WORK TO DO: State how many lines in the material below contain the word "green". Give only the number.

STORED RECORDS:
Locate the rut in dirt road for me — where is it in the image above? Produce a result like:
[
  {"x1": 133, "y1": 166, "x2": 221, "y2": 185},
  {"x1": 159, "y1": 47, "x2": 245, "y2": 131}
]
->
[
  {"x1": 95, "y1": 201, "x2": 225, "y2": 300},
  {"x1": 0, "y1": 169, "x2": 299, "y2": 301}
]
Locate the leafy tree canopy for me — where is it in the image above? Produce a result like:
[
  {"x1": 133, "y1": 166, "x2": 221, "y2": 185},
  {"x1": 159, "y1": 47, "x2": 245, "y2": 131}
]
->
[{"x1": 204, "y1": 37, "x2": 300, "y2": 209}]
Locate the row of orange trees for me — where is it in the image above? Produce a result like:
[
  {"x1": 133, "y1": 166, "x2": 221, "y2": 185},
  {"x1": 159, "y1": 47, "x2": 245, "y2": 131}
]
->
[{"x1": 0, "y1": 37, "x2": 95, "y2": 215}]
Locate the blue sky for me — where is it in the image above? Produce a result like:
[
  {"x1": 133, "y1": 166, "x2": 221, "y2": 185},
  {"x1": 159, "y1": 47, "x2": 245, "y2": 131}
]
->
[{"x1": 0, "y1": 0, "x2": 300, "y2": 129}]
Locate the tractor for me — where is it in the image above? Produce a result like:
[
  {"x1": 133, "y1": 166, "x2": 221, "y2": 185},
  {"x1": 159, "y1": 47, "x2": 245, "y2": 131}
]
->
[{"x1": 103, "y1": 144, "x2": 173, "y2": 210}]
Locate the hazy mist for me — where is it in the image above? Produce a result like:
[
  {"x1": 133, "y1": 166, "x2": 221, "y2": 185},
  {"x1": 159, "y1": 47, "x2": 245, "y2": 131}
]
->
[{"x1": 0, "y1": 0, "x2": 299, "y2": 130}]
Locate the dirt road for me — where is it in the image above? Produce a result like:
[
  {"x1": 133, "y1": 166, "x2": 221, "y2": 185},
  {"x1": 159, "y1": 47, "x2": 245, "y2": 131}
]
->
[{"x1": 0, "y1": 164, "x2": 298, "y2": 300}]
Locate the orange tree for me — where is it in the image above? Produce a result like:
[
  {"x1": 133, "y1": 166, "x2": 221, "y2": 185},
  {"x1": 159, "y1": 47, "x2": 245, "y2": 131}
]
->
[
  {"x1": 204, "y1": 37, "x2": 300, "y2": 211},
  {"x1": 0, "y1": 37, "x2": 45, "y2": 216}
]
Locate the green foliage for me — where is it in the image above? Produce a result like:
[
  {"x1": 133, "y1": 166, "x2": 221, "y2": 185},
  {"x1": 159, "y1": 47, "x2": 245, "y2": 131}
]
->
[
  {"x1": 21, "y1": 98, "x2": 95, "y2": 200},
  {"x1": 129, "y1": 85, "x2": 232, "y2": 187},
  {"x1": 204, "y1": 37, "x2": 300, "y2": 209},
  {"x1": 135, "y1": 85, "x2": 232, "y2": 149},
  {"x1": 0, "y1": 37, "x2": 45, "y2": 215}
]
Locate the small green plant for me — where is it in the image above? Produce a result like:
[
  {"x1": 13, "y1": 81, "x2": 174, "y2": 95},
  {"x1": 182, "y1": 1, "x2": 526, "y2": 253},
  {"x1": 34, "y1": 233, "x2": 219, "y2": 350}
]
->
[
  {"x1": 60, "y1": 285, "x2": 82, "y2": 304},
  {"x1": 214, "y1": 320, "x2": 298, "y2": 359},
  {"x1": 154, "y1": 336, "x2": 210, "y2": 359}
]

SOLUTION BELOW: 2